• Exercise text
- Opening Delimiter -

Ophthalmology

Ophthalmology (treatment of disorders & diseases of the eye)

The delicate and important nature of the eye can mean the smallest of problems need a very steady accurate hand to surgically correct certain problems.

Certain corrective operations such as those listed below can now be performed at our own practice, without the need for expensive referral.

These are just a few examples of the ocular surgery that can be performed at the Severn Edge Veterinary Group. If further specialist treatment is required then we are able to refer you to some of the best ophthalmologists in the country where procedures such as lens removal or cataract surgery can be performed.

Entropion
This painful condition can occur in any breed but often will occur in dogs such as Shar-Pei’s and Rottweilers. Entropion is where usually the lower eyelid (or sometimes the upper eyelid or even both!) can “roll” inwards and this makes the hairs on the skin beneath the eyes, rub directly on the sensitive cornea. Other than being exceptionally uncomfortable, this can lead to chronic corneal changes or in extreme circumstance – blindness.

- Closing Delimiter -

• Provided material
- Opening Delimiter -

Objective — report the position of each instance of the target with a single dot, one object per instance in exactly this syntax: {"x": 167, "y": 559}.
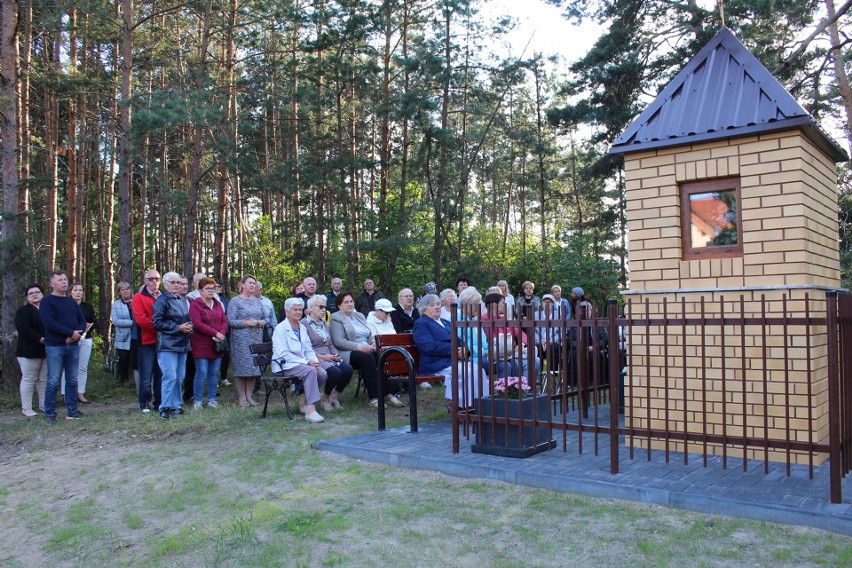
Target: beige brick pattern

- Closing Delimiter -

• Prompt
Reproduce the ophthalmology text word for word, from "Ophthalmology (treatment of" to "for expensive referral.". Work only from the ophthalmology text, not the listing.

• Solved exercise
Ophthalmology (treatment of disorders & diseases of the eye)

The delicate and important nature of the eye can mean the smallest of problems need a very steady accurate hand to surgically correct certain problems.

Certain corrective operations such as those listed below can now be performed at our own practice, without the need for expensive referral.